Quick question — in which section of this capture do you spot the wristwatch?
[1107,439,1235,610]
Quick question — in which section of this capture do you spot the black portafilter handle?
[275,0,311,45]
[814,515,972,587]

************

=== EXERCISE DETAILS ===
Copy out each of the lines above word for word, changing nothing.

=== SOLVED PROBLEM ===
Quick question — in which section of this capture do you spot the wristwatch?
[1107,439,1235,610]
Quick question — in which section of this capture do you spot the black portafilter handle?
[275,0,311,45]
[814,515,972,587]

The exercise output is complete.